* [PROBLEM DETAILS] Return the following lines of material word for word.

* [Rows from a dataset]
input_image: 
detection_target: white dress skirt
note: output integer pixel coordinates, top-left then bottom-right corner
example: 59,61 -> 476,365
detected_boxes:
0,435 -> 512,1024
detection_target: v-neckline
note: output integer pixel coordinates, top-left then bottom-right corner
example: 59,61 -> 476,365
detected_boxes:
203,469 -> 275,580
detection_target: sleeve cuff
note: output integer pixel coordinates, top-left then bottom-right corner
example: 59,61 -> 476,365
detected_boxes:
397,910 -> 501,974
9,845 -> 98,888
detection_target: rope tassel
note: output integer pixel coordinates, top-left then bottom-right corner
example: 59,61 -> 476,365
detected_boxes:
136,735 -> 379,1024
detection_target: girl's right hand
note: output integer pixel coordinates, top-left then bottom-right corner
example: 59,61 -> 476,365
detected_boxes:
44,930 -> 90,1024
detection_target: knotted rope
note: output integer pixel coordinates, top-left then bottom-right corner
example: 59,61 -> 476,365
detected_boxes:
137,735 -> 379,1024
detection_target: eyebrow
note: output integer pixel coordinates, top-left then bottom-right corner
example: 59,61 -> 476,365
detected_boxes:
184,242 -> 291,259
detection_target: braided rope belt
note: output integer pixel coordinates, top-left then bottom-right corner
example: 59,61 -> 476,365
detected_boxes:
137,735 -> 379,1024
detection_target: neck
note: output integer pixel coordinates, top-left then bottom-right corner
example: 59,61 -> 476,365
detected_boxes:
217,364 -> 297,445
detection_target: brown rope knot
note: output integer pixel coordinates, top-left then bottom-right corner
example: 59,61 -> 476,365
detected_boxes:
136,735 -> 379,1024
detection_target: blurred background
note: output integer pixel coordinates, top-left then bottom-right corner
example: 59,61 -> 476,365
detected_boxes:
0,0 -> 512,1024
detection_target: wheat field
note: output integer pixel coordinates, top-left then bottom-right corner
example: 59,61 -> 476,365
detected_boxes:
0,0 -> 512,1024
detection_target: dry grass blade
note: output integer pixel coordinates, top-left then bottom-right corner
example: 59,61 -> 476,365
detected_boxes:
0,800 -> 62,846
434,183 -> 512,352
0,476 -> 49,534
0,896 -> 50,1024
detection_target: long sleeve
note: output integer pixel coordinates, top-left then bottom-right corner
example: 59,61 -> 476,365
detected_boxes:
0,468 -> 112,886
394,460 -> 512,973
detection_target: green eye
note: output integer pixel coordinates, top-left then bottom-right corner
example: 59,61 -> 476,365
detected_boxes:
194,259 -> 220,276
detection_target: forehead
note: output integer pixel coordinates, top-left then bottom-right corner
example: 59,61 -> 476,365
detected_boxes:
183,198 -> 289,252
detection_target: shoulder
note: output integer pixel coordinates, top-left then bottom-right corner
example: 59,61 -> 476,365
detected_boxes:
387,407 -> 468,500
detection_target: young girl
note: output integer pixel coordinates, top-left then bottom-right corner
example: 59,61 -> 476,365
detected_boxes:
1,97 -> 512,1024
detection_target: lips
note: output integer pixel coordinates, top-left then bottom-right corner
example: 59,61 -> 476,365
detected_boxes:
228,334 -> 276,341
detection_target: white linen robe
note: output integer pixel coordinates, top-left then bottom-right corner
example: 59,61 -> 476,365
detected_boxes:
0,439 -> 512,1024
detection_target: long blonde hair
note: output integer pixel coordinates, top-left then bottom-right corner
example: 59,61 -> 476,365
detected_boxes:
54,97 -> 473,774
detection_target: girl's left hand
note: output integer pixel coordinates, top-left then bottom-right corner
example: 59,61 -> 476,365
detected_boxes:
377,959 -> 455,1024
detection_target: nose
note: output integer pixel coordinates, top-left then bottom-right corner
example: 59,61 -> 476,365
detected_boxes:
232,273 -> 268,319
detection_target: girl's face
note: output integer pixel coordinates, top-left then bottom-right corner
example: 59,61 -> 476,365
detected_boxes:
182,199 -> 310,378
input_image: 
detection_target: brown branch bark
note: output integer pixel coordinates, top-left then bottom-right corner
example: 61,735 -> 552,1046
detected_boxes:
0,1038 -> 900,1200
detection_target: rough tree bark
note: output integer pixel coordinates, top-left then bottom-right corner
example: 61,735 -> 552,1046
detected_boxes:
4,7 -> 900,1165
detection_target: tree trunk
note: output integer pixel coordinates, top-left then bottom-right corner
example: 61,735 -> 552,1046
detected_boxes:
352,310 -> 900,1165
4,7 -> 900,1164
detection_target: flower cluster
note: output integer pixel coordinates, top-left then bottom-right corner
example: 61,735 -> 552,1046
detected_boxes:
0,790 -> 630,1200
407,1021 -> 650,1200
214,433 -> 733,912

* [EXERCISE RESPONSE]
input_image: 
detection_target: white dress skirt
note: output integer pixel coordinates, top-left then bottom-right corner
example: 59,61 -> 476,365
detected_boxes:
0,435 -> 512,1024
detection_target: v-neckline
note: output integer pixel coordinates, top-left then bottom-right corner
example: 59,61 -> 476,365
detected_boxes:
203,469 -> 275,580
detection_target: sleeve cuff
note: output integer pixel coordinates, top-left then bottom-right corner
example: 59,61 -> 476,365
detected_boxes:
397,910 -> 501,974
9,845 -> 98,888
detection_target: rope tassel
note: output integer pixel coordinates, top-left then bottom-right corner
example: 59,61 -> 476,365
detected_boxes:
136,735 -> 379,1024
detection_target: girl's right hand
note: output integer pixel coordinates, top-left then bottom-right corner
example: 59,61 -> 476,365
detected_boxes:
44,930 -> 90,1024
detection_target: knotted rope
note: output integer pixel coordinates, top-left then bottom-right corner
example: 59,61 -> 476,365
detected_boxes:
137,735 -> 379,1024
detection_target: eyebrow
note: output integer pixel coordinates, top-left then bottom-right corner
example: 59,61 -> 476,365
detected_boxes:
184,242 -> 291,259
detection_target: braided rope belt
note: output integer pixel coordinates, top-left then bottom-right corner
example: 59,61 -> 476,365
detected_boxes:
137,735 -> 379,1024
detection_target: neck
note: output integer pixel coordinates, top-left then bottom-right corner
example: 59,61 -> 476,365
detected_boxes:
217,364 -> 297,445
detection_target: brown rope knot
note: output integer pixel coordinates, top-left then bottom-right corner
example: 59,61 -> 476,365
detected_boxes:
136,735 -> 379,1024
detection_target: blurred background
note: output integer pixel coordinates, top-left then bottom-right corner
example: 59,61 -> 476,365
detected_boxes:
0,0 -> 512,1024
detection_target: wheat field
note: output integer pixel coordinates, top-left then bottom-right corner
example: 59,61 -> 476,365
detected_boxes:
0,0 -> 512,1024
detection_target: dry grass blade
note: output integer pixel coordinates, top-left then bottom-right corner
example: 59,61 -> 476,365
detected_boxes:
0,800 -> 62,846
434,183 -> 512,352
0,476 -> 49,534
0,896 -> 50,1024
detection_target: long sleeve
note: output integer pixel coordinates, top-left then bottom-right corner
example: 59,61 -> 476,365
detected_boxes:
0,468 -> 112,886
394,460 -> 512,973
detection_target: green eye
note: output integer pixel coordinates, top-left then bottom-right corner
example: 59,61 -> 476,365
detected_boxes:
194,259 -> 220,276
detection_target: forehead
note: output integer pixel coordinates, top-left then bottom-right corner
example: 59,61 -> 476,365
detected_boxes:
183,198 -> 289,252
detection_target: shoulder
note: output integer pixel coordinates, top-left then bottom-right corner
example: 59,61 -> 476,365
detected_boxes:
387,407 -> 468,500
detection_target: young girl
note: output integer pixel coordinates, top-left then bottom-right corner
example: 59,61 -> 476,365
detected_boxes:
1,97 -> 512,1024
detection_target: lips
note: output integer pixel coordinates, top-left then bottom-right corner
example: 59,61 -> 476,365
detected_boxes:
228,334 -> 276,341
detection_target: white linen robe
note: output integer pixel coordinates, top-left then bottom-right corner
example: 59,61 -> 476,365
detected_boxes:
0,439 -> 512,1024
detection_target: long blonde hair
note: output integer pixel coordinates, top-left then bottom-right corner
example: 59,61 -> 476,365
detected_boxes:
54,97 -> 473,774
detection_target: girl's left hand
note: output integer pixel coordinates, top-left then bottom-right corner
example: 59,61 -> 476,365
detected_boxes:
377,959 -> 455,1024
detection_target: nose
note: output integer pixel coordinates, top-left then bottom-right corner
example: 59,61 -> 476,365
detected_boxes:
232,273 -> 268,319
detection_target: girl's face
note: output integer pixel coordinates, top-left then bottom-right corner
example: 59,61 -> 476,365
detected_boxes:
182,199 -> 310,378
input_image: 
detection_target: brown branch bark
note: output integer pixel coordinates, top-left then bottom-right corner
example: 61,735 -> 552,1046
detected_boxes:
0,1038 -> 900,1200
detection_target: rough tree bark
note: output integer pixel coordinates, top-left then bottom-right corner
example: 61,735 -> 552,1046
detected_boxes:
4,7 -> 900,1165
detection_target: tree trunk
note: output integer pixel coordinates, top-left then bottom-right corner
example: 61,735 -> 552,1046
detected_boxes:
352,310 -> 900,1165
4,7 -> 900,1164
detection_target: flower cluster
note: output integer pixel coordinates, top-left then bottom-right corner
example: 61,735 -> 552,1046
detected_boxes:
0,790 -> 630,1200
407,1021 -> 650,1200
214,433 -> 733,912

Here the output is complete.